## What is needed
Retype every line below precisely as it appears.

[Referring expression pointing data]
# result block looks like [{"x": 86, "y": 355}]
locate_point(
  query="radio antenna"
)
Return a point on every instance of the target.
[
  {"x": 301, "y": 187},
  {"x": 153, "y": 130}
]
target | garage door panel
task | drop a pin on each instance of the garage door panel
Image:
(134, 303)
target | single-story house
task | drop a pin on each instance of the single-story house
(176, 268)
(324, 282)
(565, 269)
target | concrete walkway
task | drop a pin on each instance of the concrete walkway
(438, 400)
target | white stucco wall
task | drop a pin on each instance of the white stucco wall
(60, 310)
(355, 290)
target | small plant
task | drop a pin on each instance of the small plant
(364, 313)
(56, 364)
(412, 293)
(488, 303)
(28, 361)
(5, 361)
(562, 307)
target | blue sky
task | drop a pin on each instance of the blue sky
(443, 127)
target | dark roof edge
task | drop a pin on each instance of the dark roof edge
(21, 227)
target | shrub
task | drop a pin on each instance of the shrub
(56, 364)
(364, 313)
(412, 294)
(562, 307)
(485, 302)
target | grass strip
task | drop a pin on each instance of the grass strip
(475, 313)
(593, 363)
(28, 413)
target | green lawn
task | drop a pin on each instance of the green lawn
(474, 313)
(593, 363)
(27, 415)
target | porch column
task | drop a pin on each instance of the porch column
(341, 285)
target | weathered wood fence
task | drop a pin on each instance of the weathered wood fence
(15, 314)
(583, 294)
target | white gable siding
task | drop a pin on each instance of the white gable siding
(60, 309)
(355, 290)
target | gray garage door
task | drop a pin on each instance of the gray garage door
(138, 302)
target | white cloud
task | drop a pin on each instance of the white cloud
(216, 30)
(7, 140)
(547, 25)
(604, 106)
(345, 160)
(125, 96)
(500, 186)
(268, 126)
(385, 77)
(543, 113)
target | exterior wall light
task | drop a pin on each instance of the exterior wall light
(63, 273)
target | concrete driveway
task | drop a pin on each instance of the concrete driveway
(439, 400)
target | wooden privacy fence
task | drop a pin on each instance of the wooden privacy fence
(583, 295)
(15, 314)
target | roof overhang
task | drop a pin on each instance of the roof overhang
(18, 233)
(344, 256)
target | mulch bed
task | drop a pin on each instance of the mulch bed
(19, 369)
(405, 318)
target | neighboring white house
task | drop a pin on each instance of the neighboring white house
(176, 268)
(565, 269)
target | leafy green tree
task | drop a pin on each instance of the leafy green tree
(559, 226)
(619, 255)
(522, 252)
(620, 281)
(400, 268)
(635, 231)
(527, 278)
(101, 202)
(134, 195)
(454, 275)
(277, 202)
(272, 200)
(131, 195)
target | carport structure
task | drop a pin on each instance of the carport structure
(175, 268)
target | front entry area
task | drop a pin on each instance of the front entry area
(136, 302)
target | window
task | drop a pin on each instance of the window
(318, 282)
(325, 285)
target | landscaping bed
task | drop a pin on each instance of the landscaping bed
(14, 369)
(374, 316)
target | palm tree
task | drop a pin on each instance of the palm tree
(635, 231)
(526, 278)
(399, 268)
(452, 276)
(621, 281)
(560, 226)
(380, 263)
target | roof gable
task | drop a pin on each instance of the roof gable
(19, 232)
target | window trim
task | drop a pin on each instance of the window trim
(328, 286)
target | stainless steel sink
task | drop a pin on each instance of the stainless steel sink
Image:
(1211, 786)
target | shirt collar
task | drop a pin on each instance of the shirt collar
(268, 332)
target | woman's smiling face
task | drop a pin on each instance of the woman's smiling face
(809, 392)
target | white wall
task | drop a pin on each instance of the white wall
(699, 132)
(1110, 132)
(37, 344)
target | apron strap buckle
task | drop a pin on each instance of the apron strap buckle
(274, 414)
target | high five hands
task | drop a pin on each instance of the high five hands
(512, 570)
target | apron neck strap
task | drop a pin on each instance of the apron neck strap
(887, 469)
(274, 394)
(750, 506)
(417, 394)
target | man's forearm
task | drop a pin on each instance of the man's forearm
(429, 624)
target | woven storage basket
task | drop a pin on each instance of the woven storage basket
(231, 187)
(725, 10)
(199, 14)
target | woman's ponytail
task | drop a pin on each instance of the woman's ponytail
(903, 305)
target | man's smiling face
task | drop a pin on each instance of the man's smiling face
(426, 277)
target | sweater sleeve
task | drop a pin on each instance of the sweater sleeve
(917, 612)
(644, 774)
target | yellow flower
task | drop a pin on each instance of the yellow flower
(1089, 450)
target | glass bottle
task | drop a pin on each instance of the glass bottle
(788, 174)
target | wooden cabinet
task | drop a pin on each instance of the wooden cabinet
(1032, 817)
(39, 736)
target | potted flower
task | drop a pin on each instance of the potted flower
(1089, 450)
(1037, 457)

## Answer space
# result block looks like [{"x": 86, "y": 355}]
locate_point(
  query="radio antenna"
)
Return a point on every instance of the target.
[
  {"x": 301, "y": 187},
  {"x": 153, "y": 130}
]
target | garage door panel
task | drop a pin on each instance of the garage door panel
Image:
(134, 303)
target | single-story house
task | drop a pin on each instance of the single-story house
(176, 268)
(324, 282)
(565, 269)
target | concrete walkway
task | drop a pin on each instance of the concrete walkway
(438, 400)
target | white stucco wall
task | drop a pin on each instance of the white stucco wall
(60, 310)
(355, 290)
target | small plant
task | drop a pin on each instance of the small plant
(364, 313)
(56, 364)
(412, 293)
(488, 303)
(28, 361)
(5, 361)
(562, 307)
target | blue sky
task | drop a pin on each instance of the blue sky
(443, 127)
target | dark roof edge
task | drop a pin on each instance of the dark roof edge
(21, 227)
target | shrub
task | drop a pin on each instance of the shrub
(56, 364)
(364, 313)
(412, 294)
(562, 307)
(485, 302)
target | grass strip
task | drop a pin on each instance of the grass strip
(475, 313)
(593, 363)
(28, 413)
target | green lawn
task | drop a pin on each instance of the green lawn
(474, 313)
(593, 363)
(27, 415)
target | porch column
task | drop a pin on each instance of the porch column
(341, 285)
target | weathered wood fence
task | drop a pin on each instance of the weathered wood fence
(15, 314)
(583, 294)
target | white gable siding
task | drop a pin on each instance of the white gable siding
(60, 309)
(355, 290)
target | gray garage door
task | drop a pin on each instance of the gray garage door
(138, 302)
target | white cloud
task | drop a pin on each instance of the white cloud
(216, 30)
(7, 140)
(547, 25)
(604, 106)
(345, 160)
(125, 96)
(500, 186)
(268, 126)
(385, 77)
(543, 113)
target | exterior wall light
task | drop a pin on each instance of the exterior wall light
(63, 273)
target | concrete driveway
task | drop a pin on each instance of the concrete driveway
(439, 400)
target | wooden privacy fence
task | drop a pin on each instance of the wooden privacy fence
(583, 295)
(15, 314)
target | roof overhang
task | drop a pin on each instance of the roof overhang
(18, 233)
(344, 256)
target | mulch bed
task | drop a pin on each instance of the mulch bed
(19, 369)
(405, 318)
target | neighboring white house
task | drop a pin on each instance of the neighboring white house
(176, 268)
(565, 269)
target | leafy green tree
task | drop a pin on each instance of the leafy green tree
(559, 226)
(619, 255)
(522, 252)
(620, 281)
(400, 268)
(635, 231)
(527, 278)
(101, 202)
(134, 195)
(454, 275)
(277, 202)
(272, 200)
(131, 195)
target | carport structure
task | drop a pin on each instance of the carport structure
(175, 268)
target | front entry area
task | drop a pin on each instance of the front entry area
(136, 302)
target | window
task | drop a pin on each instance of the window
(318, 282)
(325, 285)
target | landscaping bed
task | drop a pin on each instance of the landscaping bed
(14, 369)
(374, 316)
target | palm tree
task | drop a pin on each instance of the palm tree
(635, 231)
(526, 278)
(399, 268)
(452, 276)
(621, 281)
(560, 226)
(380, 263)
target | roof gable
task | drop a pin on each instance of the roof gable
(19, 232)
target | window trim
task | drop a pin on each instance of the window trim
(328, 286)
target | stainless steel sink
task | drop a pin on each instance of the stainless steel sink
Image:
(1211, 786)
target | shirt collar
task | drop a pin on each instance of the shirt collar
(268, 332)
target | woman's smiling face
task | drop a pin on each instance of the woman's smiling face
(809, 392)
target | white wall
task | drop a pin on each instance of the white wall
(699, 132)
(1110, 132)
(37, 344)
target | apron strap buckle
task | drop a pin on each instance of the apron strap buckle
(274, 414)
target | high five hands
task | drop a pin on each instance of the high five hands
(512, 570)
target | apron neck strap
task | drop a pin on each instance of the apron neck strap
(887, 469)
(274, 394)
(750, 506)
(417, 394)
target | man's forearm
task | drop a pin on each instance of the man's forearm
(429, 624)
target | woven storage basket
task | drop a pin on each instance of the woven storage basket
(231, 187)
(725, 10)
(199, 14)
target | woman's ponytail
task | drop a pin on each instance of the woman's ponytail
(903, 305)
target | man's smiling face
task | drop a pin on each instance of the man's smiling face
(426, 277)
target | sweater sleeve
task | drop a pin on each instance of the sweater sleeve
(917, 612)
(644, 774)
target | yellow flower
task | drop a pin on each instance of the yellow flower
(1089, 450)
target | glass bottle
task | drop a pin on each instance of the glass bottle
(788, 174)
target | wooden cabinet
task | drop a pin on each instance of the wooden cabinet
(1032, 817)
(39, 736)
target | potted flower
task | drop a pin on each instance of the potted flower
(1089, 450)
(1037, 457)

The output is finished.